> [Directions] Keep only the lines from the top of the listing through the one with "175L641 163L627 166L622", and reproduce them unaltered.
═══ Supplied records
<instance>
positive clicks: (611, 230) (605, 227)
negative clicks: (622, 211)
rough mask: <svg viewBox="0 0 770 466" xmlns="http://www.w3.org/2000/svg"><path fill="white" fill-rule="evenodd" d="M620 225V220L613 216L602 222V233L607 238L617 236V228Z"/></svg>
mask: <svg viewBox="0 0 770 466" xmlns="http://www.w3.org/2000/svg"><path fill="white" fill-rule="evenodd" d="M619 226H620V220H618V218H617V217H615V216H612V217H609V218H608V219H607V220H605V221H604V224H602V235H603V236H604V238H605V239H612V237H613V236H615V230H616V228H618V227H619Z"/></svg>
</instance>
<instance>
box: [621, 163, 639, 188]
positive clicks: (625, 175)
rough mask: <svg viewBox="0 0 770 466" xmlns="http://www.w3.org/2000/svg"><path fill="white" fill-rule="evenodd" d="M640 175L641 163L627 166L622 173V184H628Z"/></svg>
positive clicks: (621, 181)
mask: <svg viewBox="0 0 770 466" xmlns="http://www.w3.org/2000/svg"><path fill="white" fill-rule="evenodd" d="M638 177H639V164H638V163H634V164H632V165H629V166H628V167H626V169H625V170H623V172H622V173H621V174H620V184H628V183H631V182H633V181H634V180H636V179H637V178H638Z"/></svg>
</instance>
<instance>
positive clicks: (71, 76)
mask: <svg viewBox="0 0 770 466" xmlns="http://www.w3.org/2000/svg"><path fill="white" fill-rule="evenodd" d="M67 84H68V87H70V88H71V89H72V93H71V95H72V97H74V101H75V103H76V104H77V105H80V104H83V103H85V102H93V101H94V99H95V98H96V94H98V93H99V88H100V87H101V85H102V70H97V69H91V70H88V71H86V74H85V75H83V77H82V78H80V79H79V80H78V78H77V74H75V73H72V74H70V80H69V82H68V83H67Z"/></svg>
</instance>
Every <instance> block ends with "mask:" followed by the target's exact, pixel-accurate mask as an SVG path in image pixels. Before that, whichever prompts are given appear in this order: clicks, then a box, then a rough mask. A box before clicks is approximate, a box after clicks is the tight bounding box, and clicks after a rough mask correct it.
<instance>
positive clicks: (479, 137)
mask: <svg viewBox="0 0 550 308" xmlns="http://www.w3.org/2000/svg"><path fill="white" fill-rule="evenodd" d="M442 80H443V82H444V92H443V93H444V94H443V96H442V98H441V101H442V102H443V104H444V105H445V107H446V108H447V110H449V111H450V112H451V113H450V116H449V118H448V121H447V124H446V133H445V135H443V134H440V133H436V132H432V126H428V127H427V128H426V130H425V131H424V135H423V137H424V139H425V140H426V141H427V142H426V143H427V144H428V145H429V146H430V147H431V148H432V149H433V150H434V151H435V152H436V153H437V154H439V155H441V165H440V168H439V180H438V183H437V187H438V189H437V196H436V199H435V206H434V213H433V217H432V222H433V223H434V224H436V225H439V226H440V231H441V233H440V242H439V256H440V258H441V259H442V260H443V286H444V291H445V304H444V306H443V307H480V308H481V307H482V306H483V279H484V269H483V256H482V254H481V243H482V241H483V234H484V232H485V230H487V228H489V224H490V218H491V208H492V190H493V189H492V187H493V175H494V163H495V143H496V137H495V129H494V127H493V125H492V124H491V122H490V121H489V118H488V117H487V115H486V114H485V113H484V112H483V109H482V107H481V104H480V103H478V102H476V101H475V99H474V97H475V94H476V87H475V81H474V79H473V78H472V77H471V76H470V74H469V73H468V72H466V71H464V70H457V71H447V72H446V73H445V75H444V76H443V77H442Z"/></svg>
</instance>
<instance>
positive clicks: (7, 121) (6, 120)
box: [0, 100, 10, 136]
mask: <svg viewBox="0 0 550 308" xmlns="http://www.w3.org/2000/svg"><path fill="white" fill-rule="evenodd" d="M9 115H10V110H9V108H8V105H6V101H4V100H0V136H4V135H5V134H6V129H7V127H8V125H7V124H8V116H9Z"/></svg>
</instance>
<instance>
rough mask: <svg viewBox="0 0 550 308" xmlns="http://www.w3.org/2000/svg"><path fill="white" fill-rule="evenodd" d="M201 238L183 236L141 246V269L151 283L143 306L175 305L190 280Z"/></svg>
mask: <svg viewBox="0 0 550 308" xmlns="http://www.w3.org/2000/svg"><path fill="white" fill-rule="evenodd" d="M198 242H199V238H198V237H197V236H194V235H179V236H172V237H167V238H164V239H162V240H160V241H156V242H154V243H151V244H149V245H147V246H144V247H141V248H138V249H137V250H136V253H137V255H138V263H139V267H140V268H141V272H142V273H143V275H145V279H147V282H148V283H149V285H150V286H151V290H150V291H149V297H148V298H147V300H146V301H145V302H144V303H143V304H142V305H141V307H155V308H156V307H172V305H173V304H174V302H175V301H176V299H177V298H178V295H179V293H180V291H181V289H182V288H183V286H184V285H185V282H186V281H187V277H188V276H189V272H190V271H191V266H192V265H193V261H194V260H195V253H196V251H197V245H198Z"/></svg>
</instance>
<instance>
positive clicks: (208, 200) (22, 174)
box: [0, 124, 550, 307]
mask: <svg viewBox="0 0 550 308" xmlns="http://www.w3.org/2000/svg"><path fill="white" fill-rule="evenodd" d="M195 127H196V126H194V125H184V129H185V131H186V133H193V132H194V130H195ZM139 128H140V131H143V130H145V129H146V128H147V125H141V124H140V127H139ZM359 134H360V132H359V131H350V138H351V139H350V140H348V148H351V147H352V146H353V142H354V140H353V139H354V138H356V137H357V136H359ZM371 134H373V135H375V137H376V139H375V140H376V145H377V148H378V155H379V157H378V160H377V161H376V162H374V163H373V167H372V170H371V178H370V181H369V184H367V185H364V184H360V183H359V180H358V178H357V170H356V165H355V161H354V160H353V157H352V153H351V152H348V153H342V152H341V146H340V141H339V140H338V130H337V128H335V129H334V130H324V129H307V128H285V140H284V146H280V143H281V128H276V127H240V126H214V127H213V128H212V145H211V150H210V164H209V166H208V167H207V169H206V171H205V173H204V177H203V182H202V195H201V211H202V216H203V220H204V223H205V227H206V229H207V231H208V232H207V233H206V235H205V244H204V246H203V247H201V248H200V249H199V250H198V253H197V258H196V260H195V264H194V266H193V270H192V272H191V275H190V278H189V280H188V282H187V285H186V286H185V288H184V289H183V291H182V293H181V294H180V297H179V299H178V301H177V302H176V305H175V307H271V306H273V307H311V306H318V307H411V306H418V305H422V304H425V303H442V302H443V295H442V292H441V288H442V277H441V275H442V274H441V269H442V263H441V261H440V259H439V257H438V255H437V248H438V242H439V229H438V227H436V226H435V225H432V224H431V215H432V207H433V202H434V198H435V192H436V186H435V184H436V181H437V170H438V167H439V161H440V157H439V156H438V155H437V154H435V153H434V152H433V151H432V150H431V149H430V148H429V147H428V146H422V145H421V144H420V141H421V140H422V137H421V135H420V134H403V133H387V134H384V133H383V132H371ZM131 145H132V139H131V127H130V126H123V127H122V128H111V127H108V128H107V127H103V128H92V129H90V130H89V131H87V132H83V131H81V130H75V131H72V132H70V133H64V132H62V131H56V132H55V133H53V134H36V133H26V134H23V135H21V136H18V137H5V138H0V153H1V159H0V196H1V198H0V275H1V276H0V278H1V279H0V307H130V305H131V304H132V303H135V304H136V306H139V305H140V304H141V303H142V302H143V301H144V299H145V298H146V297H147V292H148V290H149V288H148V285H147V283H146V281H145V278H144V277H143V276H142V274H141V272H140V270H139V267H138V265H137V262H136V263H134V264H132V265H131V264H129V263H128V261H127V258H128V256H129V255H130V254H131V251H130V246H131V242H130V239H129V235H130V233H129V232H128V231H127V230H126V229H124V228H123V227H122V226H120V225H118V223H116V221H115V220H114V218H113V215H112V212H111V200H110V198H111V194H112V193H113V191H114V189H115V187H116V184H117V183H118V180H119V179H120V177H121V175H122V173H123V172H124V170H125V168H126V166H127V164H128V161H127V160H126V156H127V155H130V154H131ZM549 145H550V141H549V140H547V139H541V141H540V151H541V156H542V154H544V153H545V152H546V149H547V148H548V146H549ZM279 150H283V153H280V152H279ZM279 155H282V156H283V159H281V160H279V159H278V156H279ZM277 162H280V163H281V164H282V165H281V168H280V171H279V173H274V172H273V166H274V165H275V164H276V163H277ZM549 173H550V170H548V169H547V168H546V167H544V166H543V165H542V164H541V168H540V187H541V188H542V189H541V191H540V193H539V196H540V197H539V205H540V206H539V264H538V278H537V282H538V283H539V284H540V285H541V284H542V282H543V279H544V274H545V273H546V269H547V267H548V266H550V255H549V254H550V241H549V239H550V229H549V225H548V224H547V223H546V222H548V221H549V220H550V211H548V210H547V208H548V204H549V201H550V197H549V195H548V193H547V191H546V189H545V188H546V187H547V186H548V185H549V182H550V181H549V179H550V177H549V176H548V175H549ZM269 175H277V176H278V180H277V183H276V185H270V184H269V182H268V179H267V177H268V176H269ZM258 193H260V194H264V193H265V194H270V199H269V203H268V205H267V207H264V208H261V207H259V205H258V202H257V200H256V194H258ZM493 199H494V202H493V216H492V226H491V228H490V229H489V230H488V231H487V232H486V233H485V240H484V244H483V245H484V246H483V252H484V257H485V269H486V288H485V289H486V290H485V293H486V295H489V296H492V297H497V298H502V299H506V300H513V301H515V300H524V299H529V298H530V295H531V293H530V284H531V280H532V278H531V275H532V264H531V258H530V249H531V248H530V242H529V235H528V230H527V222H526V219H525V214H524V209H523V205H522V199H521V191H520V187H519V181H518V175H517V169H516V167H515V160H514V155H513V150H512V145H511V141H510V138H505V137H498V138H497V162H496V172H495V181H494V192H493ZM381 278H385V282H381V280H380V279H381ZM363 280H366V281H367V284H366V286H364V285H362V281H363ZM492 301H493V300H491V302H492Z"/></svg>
══════
> [Exercise result]
<instance>
positive clicks: (611, 230) (605, 227)
negative clicks: (622, 211)
rough mask: <svg viewBox="0 0 770 466" xmlns="http://www.w3.org/2000/svg"><path fill="white" fill-rule="evenodd" d="M620 225V220L613 216L602 222V233L607 238L617 236V228Z"/></svg>
mask: <svg viewBox="0 0 770 466" xmlns="http://www.w3.org/2000/svg"><path fill="white" fill-rule="evenodd" d="M619 226H620V220H618V218H617V217H615V216H612V217H609V218H608V219H607V220H605V221H604V224H602V235H603V236H604V238H605V239H612V237H613V236H615V230H616V228H618V227H619Z"/></svg>
</instance>
<instance>
box: [621, 163, 639, 188]
positive clicks: (625, 175)
rough mask: <svg viewBox="0 0 770 466" xmlns="http://www.w3.org/2000/svg"><path fill="white" fill-rule="evenodd" d="M640 175L641 163L627 166L622 173V184H628Z"/></svg>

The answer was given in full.